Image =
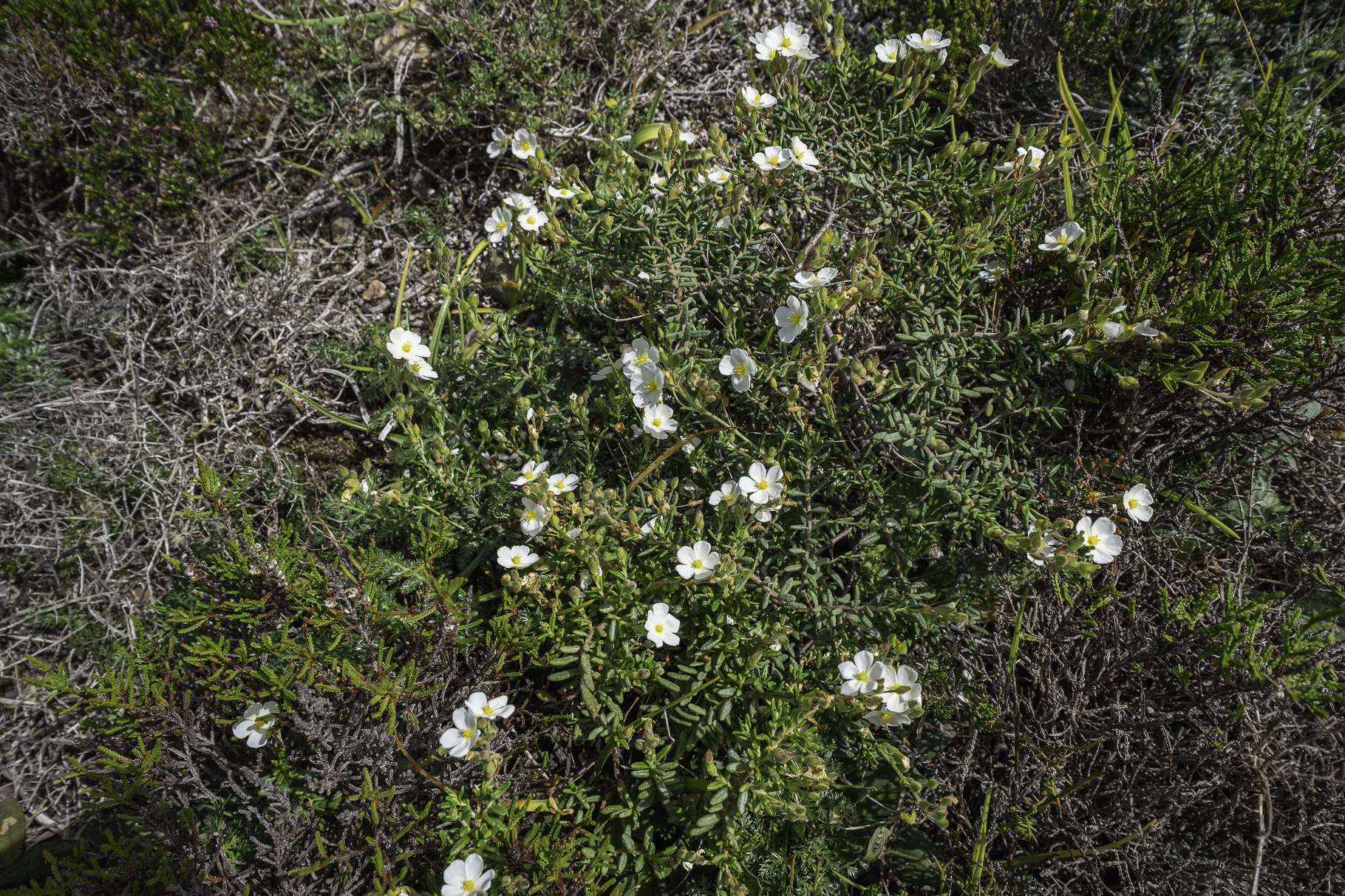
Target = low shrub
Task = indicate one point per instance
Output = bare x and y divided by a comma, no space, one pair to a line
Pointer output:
710,478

### [What this task involves]
Copy every line of the records above word for word, omitting the pictures.

### [Finished task]
Image =
Target = low shrub
Task = indicate one point per instance
Output = bare x and y divided by a comma, no space, one pair to a line
Pointer output:
710,478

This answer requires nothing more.